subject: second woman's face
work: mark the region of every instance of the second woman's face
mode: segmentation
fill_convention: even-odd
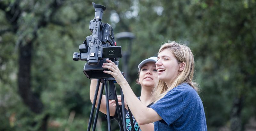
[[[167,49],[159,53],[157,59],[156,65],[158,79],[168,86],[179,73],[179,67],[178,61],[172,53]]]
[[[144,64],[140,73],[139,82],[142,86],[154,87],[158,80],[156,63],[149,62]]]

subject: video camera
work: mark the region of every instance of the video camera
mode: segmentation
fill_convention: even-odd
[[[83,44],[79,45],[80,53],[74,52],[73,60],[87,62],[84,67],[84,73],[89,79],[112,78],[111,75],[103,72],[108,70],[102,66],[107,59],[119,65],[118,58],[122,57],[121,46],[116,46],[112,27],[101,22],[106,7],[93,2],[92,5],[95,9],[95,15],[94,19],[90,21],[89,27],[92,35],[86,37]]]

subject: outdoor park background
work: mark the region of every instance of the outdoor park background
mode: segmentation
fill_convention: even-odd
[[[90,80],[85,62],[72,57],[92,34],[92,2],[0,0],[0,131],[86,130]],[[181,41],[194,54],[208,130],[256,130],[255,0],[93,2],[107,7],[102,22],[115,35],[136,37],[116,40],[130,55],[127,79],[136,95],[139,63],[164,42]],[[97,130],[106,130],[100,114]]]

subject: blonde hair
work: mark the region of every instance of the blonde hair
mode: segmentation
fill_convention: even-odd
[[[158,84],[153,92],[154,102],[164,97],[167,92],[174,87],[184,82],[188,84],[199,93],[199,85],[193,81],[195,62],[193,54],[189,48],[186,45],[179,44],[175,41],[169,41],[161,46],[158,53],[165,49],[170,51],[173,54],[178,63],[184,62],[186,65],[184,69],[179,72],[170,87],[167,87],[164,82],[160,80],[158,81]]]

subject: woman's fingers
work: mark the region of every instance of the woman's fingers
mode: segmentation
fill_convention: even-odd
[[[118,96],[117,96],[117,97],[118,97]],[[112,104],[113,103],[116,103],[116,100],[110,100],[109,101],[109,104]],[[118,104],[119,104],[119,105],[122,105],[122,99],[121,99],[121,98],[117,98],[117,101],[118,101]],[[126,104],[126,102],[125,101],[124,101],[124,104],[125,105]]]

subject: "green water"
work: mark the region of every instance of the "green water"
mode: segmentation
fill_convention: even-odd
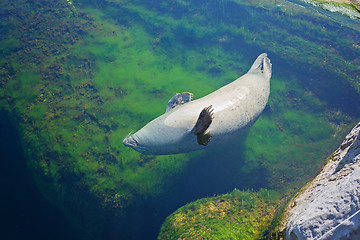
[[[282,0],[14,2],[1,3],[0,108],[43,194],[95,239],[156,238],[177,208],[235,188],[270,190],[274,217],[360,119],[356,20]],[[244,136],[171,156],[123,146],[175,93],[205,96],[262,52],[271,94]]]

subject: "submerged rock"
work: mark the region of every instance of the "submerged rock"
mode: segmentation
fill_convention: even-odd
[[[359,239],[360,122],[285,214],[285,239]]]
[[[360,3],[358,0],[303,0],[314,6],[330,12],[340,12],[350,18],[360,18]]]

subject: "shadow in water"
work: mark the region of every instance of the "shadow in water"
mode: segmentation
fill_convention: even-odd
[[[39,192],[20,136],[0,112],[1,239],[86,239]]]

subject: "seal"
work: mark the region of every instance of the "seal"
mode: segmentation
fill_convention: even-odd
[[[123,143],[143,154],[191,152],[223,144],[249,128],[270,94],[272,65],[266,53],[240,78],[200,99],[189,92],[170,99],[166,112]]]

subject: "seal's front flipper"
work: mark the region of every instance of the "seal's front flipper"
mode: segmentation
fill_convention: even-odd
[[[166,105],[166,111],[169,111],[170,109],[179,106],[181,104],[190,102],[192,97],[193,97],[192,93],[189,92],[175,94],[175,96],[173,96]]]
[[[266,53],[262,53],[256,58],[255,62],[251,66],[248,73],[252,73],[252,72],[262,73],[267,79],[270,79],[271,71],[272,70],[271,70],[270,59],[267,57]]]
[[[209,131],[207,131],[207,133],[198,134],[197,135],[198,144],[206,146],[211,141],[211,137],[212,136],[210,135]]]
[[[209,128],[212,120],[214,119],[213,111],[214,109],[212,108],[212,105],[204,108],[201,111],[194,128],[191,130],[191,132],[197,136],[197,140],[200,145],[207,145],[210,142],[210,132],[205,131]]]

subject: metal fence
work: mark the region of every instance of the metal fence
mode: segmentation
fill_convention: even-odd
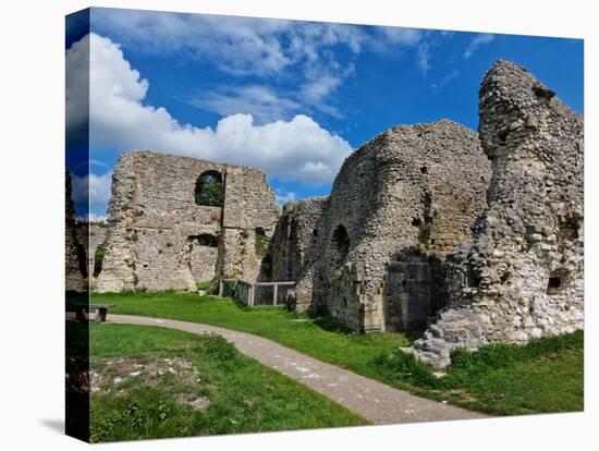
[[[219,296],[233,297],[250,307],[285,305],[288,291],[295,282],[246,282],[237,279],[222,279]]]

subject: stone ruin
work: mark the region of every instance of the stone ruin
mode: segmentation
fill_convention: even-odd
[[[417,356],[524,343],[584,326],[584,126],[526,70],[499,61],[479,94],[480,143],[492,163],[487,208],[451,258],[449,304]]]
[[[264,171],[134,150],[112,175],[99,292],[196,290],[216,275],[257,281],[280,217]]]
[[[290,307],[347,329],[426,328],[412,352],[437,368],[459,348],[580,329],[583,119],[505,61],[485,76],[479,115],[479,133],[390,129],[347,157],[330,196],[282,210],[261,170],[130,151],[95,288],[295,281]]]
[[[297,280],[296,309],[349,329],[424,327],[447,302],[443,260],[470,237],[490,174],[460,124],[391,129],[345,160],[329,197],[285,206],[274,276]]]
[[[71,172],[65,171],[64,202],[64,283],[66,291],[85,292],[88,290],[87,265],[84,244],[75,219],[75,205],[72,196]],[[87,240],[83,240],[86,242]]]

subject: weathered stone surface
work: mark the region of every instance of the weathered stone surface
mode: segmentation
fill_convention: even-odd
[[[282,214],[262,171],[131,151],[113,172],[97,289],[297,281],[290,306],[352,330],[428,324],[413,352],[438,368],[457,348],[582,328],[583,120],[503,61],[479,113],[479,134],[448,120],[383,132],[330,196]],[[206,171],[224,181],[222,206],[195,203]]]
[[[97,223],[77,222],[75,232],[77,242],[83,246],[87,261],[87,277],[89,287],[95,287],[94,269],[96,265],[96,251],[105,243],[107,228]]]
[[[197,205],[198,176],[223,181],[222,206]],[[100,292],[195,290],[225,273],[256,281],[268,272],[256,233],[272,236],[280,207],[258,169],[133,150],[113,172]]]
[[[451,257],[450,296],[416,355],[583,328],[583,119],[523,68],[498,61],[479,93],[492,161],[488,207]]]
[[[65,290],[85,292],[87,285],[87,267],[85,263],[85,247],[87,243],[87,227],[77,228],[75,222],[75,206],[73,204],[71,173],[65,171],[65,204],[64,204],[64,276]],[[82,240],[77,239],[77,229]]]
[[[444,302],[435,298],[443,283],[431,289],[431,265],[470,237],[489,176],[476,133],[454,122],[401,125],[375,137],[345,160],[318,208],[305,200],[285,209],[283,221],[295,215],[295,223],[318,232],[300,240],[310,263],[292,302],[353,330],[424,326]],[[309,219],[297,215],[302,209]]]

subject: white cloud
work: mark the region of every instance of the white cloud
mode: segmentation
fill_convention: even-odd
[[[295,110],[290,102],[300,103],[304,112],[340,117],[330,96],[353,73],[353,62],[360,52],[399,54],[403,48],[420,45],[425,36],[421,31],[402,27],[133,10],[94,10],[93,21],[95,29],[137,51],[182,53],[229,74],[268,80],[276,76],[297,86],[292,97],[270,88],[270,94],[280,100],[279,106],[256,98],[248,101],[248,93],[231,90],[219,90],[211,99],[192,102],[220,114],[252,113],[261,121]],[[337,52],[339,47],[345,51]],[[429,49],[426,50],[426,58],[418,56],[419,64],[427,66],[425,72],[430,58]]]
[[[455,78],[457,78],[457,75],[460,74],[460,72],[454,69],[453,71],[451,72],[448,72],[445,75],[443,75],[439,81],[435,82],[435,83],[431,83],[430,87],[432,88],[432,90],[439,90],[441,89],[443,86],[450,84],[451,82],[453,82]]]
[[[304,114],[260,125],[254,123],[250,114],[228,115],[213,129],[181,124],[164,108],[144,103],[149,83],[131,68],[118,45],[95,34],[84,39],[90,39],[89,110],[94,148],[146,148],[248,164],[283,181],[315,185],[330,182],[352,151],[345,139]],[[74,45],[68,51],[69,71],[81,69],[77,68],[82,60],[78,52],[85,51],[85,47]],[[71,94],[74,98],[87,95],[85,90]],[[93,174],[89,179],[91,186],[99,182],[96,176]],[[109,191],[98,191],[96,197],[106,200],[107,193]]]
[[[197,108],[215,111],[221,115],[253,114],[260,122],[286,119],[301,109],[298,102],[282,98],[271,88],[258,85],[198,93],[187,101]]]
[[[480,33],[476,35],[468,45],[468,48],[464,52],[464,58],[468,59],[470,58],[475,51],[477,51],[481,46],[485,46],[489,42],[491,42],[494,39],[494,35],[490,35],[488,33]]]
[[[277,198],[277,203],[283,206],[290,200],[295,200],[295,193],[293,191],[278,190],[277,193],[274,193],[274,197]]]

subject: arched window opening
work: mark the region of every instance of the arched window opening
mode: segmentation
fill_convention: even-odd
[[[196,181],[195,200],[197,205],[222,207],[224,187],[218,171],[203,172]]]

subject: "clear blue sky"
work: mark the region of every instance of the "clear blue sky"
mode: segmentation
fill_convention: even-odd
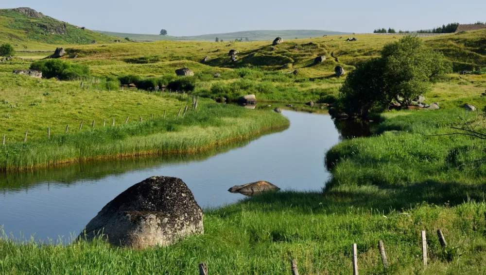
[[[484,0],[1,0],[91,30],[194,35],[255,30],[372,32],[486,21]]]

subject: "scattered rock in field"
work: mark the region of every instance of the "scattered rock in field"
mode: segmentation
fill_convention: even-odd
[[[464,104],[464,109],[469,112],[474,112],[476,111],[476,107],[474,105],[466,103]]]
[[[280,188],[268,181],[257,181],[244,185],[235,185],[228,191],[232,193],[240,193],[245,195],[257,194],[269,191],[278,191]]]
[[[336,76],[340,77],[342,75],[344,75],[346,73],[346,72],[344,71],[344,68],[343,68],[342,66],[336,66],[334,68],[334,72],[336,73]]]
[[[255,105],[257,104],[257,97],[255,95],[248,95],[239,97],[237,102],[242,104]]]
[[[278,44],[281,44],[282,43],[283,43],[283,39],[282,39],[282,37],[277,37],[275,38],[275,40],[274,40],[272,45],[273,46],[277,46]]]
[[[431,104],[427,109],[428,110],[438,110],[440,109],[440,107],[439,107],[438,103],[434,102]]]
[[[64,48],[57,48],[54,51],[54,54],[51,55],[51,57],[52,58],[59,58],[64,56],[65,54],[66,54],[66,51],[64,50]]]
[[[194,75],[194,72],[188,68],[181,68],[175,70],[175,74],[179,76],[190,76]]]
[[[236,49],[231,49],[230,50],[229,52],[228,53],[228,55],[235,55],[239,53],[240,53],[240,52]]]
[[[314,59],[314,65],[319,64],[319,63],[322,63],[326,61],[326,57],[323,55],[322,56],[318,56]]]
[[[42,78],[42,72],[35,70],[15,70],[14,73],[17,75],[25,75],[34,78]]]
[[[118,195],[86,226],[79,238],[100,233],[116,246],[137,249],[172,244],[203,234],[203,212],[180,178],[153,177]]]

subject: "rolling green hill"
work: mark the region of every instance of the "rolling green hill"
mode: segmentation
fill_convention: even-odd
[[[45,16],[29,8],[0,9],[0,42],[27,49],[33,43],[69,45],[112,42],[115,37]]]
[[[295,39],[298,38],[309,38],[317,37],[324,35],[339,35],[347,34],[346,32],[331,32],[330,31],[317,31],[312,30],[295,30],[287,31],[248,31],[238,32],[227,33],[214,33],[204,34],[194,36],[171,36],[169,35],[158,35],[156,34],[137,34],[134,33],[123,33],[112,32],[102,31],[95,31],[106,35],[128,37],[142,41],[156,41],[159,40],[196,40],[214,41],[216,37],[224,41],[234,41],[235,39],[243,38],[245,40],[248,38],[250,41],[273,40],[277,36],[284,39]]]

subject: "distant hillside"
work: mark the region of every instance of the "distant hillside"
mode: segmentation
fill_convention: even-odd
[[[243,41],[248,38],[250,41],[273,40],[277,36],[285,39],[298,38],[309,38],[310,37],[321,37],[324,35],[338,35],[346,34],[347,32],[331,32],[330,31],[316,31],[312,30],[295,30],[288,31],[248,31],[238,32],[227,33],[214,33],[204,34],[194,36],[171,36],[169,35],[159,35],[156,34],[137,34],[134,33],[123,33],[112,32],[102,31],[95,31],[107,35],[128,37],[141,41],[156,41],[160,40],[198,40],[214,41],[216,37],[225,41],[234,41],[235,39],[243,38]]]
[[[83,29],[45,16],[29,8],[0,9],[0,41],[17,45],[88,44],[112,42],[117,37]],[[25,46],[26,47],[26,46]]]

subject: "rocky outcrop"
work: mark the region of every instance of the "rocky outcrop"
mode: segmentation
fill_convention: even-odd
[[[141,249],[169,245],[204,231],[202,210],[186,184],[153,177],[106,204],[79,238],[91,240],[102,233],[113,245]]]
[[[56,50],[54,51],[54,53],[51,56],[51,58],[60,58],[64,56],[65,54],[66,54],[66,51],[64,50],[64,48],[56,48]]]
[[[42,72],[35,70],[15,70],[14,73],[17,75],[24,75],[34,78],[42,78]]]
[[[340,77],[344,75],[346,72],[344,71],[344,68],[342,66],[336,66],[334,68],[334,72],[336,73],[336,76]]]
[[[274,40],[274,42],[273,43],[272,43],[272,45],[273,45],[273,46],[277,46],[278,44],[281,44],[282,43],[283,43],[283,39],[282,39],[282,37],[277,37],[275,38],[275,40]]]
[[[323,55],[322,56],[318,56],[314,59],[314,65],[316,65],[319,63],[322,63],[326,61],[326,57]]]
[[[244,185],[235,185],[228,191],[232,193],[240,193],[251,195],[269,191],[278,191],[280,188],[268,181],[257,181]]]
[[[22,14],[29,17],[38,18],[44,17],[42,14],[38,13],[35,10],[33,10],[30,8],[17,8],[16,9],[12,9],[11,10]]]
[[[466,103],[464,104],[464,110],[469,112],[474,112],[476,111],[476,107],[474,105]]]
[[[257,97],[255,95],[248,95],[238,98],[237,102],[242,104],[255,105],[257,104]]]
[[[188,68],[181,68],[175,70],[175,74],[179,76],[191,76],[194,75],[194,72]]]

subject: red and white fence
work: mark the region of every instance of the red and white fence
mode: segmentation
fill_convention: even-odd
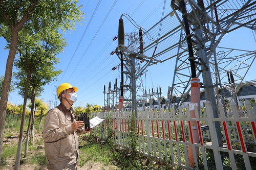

------------------------------------

The request: Pull out every line from the one containing "subject: red and white fence" down to the end of the entries, including both ends, and reproduce them word for word without any pictures.

Reply to the task:
subject: red and white fence
work: mark the region of every instance of the red and white fence
mode: segmentation
fill_convention: even-odd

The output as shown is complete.